======== Record set ========
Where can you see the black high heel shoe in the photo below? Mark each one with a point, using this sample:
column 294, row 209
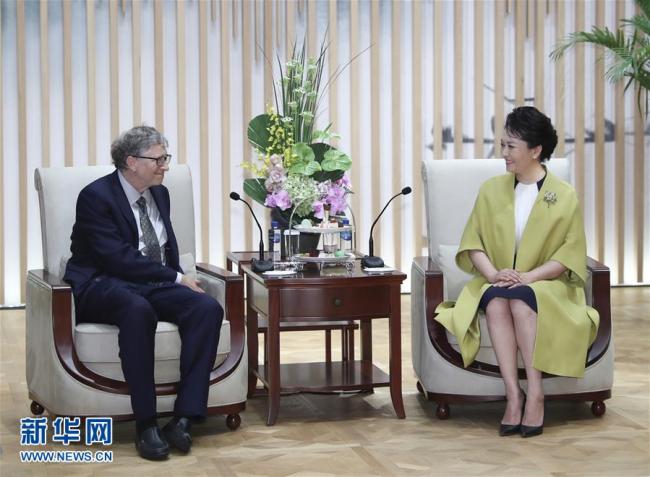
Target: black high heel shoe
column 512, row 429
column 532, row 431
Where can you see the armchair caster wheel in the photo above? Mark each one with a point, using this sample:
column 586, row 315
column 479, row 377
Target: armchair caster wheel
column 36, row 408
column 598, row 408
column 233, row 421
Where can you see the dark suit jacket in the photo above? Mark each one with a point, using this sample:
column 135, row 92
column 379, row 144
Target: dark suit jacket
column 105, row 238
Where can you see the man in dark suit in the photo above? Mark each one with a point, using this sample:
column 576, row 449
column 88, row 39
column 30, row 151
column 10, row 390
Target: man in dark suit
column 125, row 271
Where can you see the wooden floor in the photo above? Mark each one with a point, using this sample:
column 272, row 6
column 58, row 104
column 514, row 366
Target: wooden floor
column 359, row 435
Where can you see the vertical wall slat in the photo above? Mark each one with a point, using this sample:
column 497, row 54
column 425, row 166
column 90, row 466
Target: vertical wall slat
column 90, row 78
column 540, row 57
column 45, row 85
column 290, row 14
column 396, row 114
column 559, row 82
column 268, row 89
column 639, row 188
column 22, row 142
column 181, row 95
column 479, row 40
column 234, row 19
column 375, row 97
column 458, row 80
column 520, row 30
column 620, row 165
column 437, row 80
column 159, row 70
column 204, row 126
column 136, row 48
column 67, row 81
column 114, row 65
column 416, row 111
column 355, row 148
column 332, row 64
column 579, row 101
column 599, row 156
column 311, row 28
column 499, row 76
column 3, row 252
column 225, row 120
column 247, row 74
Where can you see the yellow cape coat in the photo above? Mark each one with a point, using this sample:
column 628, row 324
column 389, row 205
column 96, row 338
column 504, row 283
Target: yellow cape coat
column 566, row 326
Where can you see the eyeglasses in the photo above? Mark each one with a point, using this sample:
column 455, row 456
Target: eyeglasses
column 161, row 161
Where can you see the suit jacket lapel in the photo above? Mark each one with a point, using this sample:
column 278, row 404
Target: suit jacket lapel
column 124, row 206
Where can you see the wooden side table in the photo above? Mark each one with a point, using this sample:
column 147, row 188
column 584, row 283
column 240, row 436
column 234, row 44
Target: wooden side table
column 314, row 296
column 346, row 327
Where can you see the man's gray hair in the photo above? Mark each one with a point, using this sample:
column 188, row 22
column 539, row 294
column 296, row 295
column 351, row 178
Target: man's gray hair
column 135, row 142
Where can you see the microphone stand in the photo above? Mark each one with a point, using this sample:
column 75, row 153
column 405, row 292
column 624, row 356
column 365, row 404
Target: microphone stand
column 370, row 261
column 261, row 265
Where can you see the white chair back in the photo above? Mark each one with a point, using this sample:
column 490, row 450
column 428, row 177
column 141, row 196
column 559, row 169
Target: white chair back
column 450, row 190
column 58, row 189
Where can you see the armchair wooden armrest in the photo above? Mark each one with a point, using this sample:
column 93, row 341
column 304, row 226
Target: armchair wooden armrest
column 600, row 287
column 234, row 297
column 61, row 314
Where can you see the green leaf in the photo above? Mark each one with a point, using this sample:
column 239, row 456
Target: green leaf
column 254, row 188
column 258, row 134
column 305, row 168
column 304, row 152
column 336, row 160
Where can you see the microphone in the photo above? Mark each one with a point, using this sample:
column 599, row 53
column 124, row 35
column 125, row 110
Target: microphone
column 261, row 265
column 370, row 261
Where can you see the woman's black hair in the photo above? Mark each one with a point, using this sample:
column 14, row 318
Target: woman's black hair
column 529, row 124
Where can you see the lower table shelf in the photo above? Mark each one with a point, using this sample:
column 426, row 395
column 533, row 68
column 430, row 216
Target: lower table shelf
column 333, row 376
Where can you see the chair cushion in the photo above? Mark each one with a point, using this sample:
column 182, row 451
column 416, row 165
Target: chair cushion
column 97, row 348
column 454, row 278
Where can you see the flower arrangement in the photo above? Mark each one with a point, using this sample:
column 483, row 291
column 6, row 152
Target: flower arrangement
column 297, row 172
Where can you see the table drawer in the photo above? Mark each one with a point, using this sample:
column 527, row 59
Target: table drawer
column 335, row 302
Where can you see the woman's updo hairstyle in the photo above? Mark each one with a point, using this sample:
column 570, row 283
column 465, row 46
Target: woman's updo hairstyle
========
Everything in the data above gets copied exactly. Only the pictures are skipped.

Where can you see the black high heel shoe in the photo below? Mark each one with a point, using this sample:
column 294, row 209
Target: black high heel shoe
column 512, row 429
column 532, row 431
Where can you see the armchair caster wheel in the photo above? Mark each one with a point, using this sample:
column 586, row 315
column 479, row 377
Target: armchair caster wheel
column 36, row 408
column 598, row 408
column 233, row 421
Where can you see the dark suit jacket in the photo above? Mark each one with a point, using this sample:
column 135, row 92
column 379, row 144
Target: dark suit jacket
column 105, row 238
Where can you see the man in dark suit in the photo above? Mark each one with a point, using this sample:
column 576, row 449
column 88, row 39
column 30, row 151
column 10, row 390
Target: man in dark suit
column 125, row 271
Where can you see the wooden floor in the photo above? Mark each one with a point, using this sample:
column 272, row 6
column 58, row 104
column 514, row 366
Target: wooden floor
column 359, row 435
Where can you see the vertical wall slat in the photo above? Mark each one with a point, using this sample:
column 497, row 54
column 425, row 166
column 90, row 466
Target: vertical wall slat
column 90, row 78
column 540, row 57
column 45, row 85
column 290, row 14
column 396, row 114
column 559, row 82
column 268, row 89
column 639, row 188
column 22, row 142
column 181, row 95
column 479, row 40
column 234, row 19
column 375, row 97
column 458, row 80
column 520, row 30
column 620, row 165
column 437, row 80
column 159, row 70
column 204, row 126
column 136, row 48
column 67, row 81
column 114, row 65
column 416, row 111
column 355, row 148
column 332, row 64
column 579, row 101
column 599, row 156
column 311, row 28
column 499, row 76
column 3, row 252
column 225, row 120
column 247, row 74
Where can you see the yellow cape coat in the photo above? Mark each one with a point, using this sample:
column 628, row 324
column 389, row 205
column 96, row 338
column 504, row 283
Target: yellow cape coat
column 566, row 326
Where can you see the eyeglasses in the photo above? Mark each one with a point, using this sample:
column 455, row 456
Target: eyeglasses
column 161, row 161
Where can you see the suit jacket lapel in the photo above? Mark each one with a point, using this sample:
column 278, row 404
Target: suit jacket lapel
column 124, row 206
Where can you see the wooden side table in the photo above? Mark each one with a point, using this sample:
column 147, row 188
column 584, row 283
column 240, row 436
column 234, row 44
Target: wooden side table
column 314, row 296
column 346, row 327
Where can you see the man's gray hair in the photo above? Mark each one with a point, using this sample:
column 188, row 22
column 539, row 294
column 296, row 295
column 351, row 178
Target: man's gray hair
column 135, row 142
Where can you see the microphone stand in the photo above? Mark each one with a point, using this sample:
column 75, row 153
column 405, row 292
column 624, row 356
column 365, row 404
Target: microphone stand
column 370, row 261
column 261, row 265
Where can you see the white chair back in the photo above? Mark each one with a point, using this sample:
column 490, row 450
column 428, row 177
column 141, row 196
column 559, row 169
Target: white chair back
column 450, row 190
column 58, row 189
Where can you see the armchair wooden armrest in the photo above? Mark each one with a point, using this sample:
column 93, row 341
column 304, row 226
Target: armchair wooden armrest
column 600, row 287
column 234, row 297
column 61, row 314
Where can you see the green leaf in the photo above? Mark each one with a point, using this sample:
column 239, row 456
Target: green leaf
column 254, row 188
column 258, row 134
column 305, row 168
column 304, row 152
column 336, row 160
Where can you see the microphone in the photo above? Mark each one with a point, using this sample:
column 599, row 53
column 124, row 35
column 125, row 110
Target: microphone
column 261, row 265
column 370, row 261
Where can you see the woman's black hair in the photo above? Mark each one with a point, using this sample:
column 14, row 318
Target: woman's black hair
column 529, row 124
Where can you see the lower table shelf in the photo above? Mark each one with a point, using this sample:
column 426, row 395
column 533, row 68
column 430, row 216
Target: lower table shelf
column 333, row 376
Where can you see the chair cushion in the photo above? Mark each one with a point, using this sample:
column 182, row 451
column 416, row 165
Target: chair cushion
column 97, row 348
column 454, row 278
Where can you see the flower arrangement in the photo above? Mark each one with a point, using this sample:
column 483, row 291
column 6, row 152
Target: flower arrangement
column 297, row 172
Where can you see the table drawer in the photo above? Mark each one with a point, using this sample:
column 527, row 59
Target: table drawer
column 335, row 302
Where can you see the woman's updo hairstyle in the photo above? Mark each one with a point, using this sample:
column 570, row 283
column 465, row 46
Target: woman's updo hairstyle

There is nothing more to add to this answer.